● **SHORT EXERCISE**
Please find each line in the records below that contains the word "spire" and copy those lines out in full.

● **DATA TO USE**
##########
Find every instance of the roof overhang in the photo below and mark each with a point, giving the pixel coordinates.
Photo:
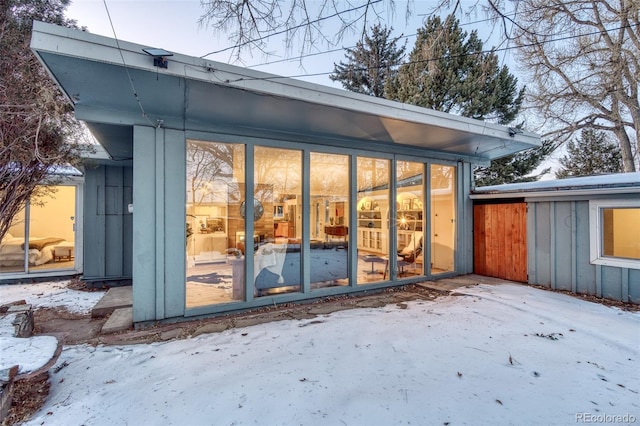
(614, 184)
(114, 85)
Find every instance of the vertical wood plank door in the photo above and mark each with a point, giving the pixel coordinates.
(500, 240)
##########
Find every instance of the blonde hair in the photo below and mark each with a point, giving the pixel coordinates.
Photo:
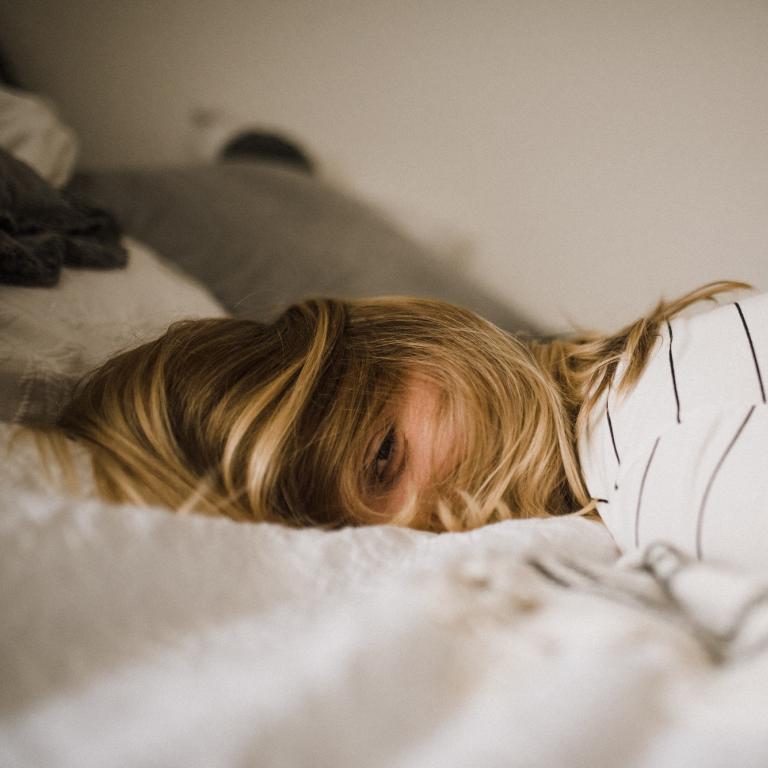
##########
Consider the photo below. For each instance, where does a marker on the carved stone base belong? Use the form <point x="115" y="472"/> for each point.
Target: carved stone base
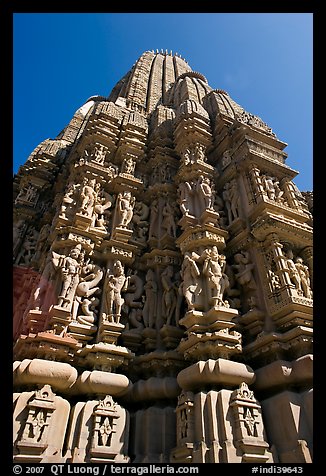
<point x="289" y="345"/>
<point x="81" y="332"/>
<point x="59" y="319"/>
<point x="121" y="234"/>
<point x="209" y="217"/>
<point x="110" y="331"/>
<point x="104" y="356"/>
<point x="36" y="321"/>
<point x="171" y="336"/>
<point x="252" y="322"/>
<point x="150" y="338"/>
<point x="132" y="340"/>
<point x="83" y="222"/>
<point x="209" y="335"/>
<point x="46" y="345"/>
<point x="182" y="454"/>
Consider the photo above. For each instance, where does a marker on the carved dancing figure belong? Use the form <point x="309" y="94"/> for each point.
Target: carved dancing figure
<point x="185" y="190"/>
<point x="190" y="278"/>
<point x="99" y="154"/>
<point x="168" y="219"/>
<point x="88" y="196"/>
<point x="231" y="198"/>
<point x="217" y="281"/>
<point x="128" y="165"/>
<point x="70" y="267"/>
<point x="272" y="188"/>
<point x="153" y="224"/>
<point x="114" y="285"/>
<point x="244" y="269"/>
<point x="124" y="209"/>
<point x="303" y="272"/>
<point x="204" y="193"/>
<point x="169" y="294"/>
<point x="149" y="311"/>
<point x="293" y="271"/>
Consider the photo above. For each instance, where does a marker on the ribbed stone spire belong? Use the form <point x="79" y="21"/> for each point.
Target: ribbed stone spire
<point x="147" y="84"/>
##########
● **WRITTEN RESPONSE**
Consider the photo above. For each instance, where does a marker on the ribbed stone spire belong? Use the form <point x="79" y="21"/> for each point.
Target: ribbed stone spire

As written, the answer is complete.